• [PROBLEM STATEMENT]:
Rewrite the lines below, replacing "every instance" with "all instances" everywhere and leaving everything else unchanged. Leave out the pictures.

• [EXCERPTED DATA]:
──────────
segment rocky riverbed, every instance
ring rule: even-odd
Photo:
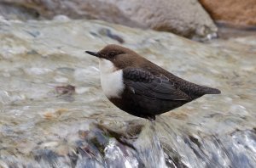
[[[0,20],[0,167],[255,167],[256,35],[207,44],[97,20]],[[157,117],[114,107],[84,50],[128,47],[218,87]],[[85,166],[86,165],[86,166]]]

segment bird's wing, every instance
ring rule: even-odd
[[[163,75],[154,76],[140,68],[125,68],[123,70],[123,77],[127,88],[134,94],[152,99],[191,99]]]

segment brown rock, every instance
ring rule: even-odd
[[[256,0],[200,0],[214,20],[256,25]]]
[[[73,19],[97,19],[132,27],[150,27],[187,37],[206,37],[217,31],[196,0],[3,0],[1,4],[12,10],[20,8],[16,11],[26,8],[27,13],[32,12],[32,17],[37,17],[36,11],[39,19],[65,14]]]

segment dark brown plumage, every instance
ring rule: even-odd
[[[97,53],[86,53],[98,57],[102,66],[103,60],[113,63],[114,66],[109,70],[110,74],[121,72],[124,86],[120,87],[120,92],[117,92],[116,96],[106,95],[117,107],[138,117],[154,120],[156,115],[180,107],[205,94],[220,93],[218,89],[183,80],[121,46],[108,45]],[[103,77],[104,73],[102,72]],[[107,90],[106,83],[103,85]],[[113,91],[117,90],[114,85],[108,87],[113,87]]]

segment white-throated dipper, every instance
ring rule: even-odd
[[[155,120],[155,115],[205,94],[220,93],[183,80],[121,46],[111,44],[99,52],[86,53],[99,58],[101,84],[107,98],[135,116]]]

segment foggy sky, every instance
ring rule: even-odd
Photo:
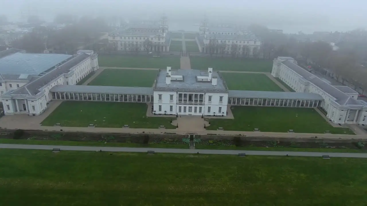
[[[158,18],[164,13],[171,22],[190,23],[206,15],[210,21],[259,23],[292,33],[364,28],[366,8],[362,0],[0,0],[0,14],[11,21],[19,21],[22,11],[48,21],[62,12],[126,19]]]

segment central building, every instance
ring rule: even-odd
[[[155,82],[156,114],[227,115],[228,91],[219,72],[193,69],[160,70]]]

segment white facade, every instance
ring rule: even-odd
[[[324,99],[319,107],[335,124],[365,124],[367,103],[356,99],[357,93],[350,89],[333,86],[297,65],[290,57],[274,59],[272,75],[278,77],[297,92],[317,93]]]
[[[166,72],[161,72],[160,74],[166,74],[164,77],[165,78],[160,79],[159,74],[153,89],[153,113],[156,114],[227,115],[228,91],[225,89],[221,89],[224,88],[223,85],[217,85],[218,81],[222,81],[218,80],[219,77],[212,77],[212,68],[208,69],[207,76],[193,76],[191,73],[186,74],[182,71],[181,74],[185,74],[179,75],[178,71],[177,73],[175,73],[176,71],[171,71],[170,67],[167,67],[165,71]],[[200,73],[199,70],[191,71]],[[199,87],[206,86],[207,88],[198,89],[182,86],[185,85],[184,83],[190,85],[195,84],[188,79],[190,78],[196,80],[196,82],[200,84]],[[163,81],[164,82],[161,82],[160,84],[156,83]],[[180,82],[184,84],[181,84]],[[175,83],[177,84],[175,84]],[[164,87],[164,85],[167,87]],[[218,89],[213,89],[216,88]],[[165,91],[166,90],[170,91]]]
[[[90,72],[98,69],[98,56],[92,51],[79,53],[79,55],[55,66],[44,76],[3,94],[1,97],[6,114],[39,115],[47,108],[47,102],[52,99],[50,90],[52,87],[75,84]]]

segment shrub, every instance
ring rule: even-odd
[[[23,135],[24,134],[24,130],[20,129],[17,129],[14,132],[14,136],[13,139],[19,139],[22,138]]]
──────────
• [TASK RESPONSE]:
segment rocky riverbed, all instances
ring rule: even-odd
Photo:
[[[0,20],[0,167],[255,167],[256,35],[207,44],[97,20]],[[157,117],[114,107],[84,50],[128,47],[218,87]],[[85,166],[86,165],[86,166]]]

segment bird's wing, all instances
ring rule: even-odd
[[[163,75],[154,76],[140,68],[125,68],[123,70],[123,77],[127,88],[134,94],[152,99],[191,99]]]

segment brown rock, all instances
ring rule: even-odd
[[[256,0],[200,0],[214,20],[256,25]]]
[[[73,19],[97,19],[132,27],[150,27],[187,37],[206,37],[217,31],[196,0],[3,0],[1,4],[12,10],[20,8],[16,11],[26,8],[27,13],[32,12],[32,17],[37,17],[36,11],[39,19],[65,14]]]

segment dark brown plumage, all instances
ring rule: even-odd
[[[97,53],[86,53],[98,57],[102,66],[103,60],[113,63],[114,66],[109,70],[110,74],[121,72],[124,86],[120,87],[120,92],[117,92],[116,96],[106,95],[117,107],[138,117],[154,120],[156,115],[180,107],[205,94],[220,93],[218,89],[183,80],[121,46],[108,45]],[[103,77],[104,73],[102,72]],[[107,90],[106,83],[103,85]],[[113,91],[117,90],[114,85],[108,87],[113,87]]]

segment white-throated dipper, all instances
ring rule: even-odd
[[[155,120],[155,115],[205,94],[220,93],[183,80],[121,46],[111,44],[99,52],[86,53],[99,58],[101,84],[107,98],[135,116]]]

segment foggy sky, all instances
ring rule: even-odd
Photo:
[[[158,18],[164,13],[171,22],[190,23],[206,15],[210,21],[259,23],[292,33],[364,28],[366,8],[362,0],[0,0],[0,14],[11,21],[19,21],[22,11],[48,21],[62,12],[126,19]]]

segment central building, all instances
ring rule: even-odd
[[[155,82],[156,114],[227,115],[228,91],[219,72],[193,69],[160,70]]]

segment white facade, all instances
ring rule: even-odd
[[[324,99],[319,107],[335,124],[365,124],[367,103],[356,99],[357,93],[350,89],[333,86],[297,65],[290,57],[274,59],[272,75],[278,77],[297,92],[317,93]]]
[[[166,72],[161,72],[160,74],[166,74],[164,77],[165,78],[160,79],[159,74],[153,89],[153,113],[156,114],[227,115],[228,91],[225,89],[221,89],[224,88],[223,85],[217,85],[218,81],[222,81],[218,80],[219,77],[212,77],[212,68],[208,69],[207,76],[193,76],[191,73],[186,74],[182,71],[181,74],[185,74],[179,75],[178,71],[177,73],[175,73],[176,71],[171,71],[170,67],[167,67],[165,71]],[[200,73],[199,70],[191,71]],[[199,87],[206,86],[207,88],[198,89],[182,86],[185,85],[184,83],[190,85],[195,84],[188,79],[190,78],[196,80],[196,82],[200,84]],[[163,81],[164,82],[161,82],[160,84],[156,83]],[[180,82],[184,84],[181,84]],[[175,83],[177,84],[175,84]],[[164,87],[164,85],[167,87]],[[218,89],[213,89],[216,88]],[[165,91],[166,90],[170,91]]]
[[[90,72],[98,69],[98,56],[92,51],[79,53],[79,55],[55,66],[44,76],[3,94],[1,97],[6,114],[39,115],[47,108],[47,102],[52,99],[50,90],[52,87],[75,84]]]

segment shrub, all instances
ring rule: even-odd
[[[23,135],[24,134],[24,130],[20,129],[17,129],[14,132],[14,136],[13,139],[19,139],[22,138]]]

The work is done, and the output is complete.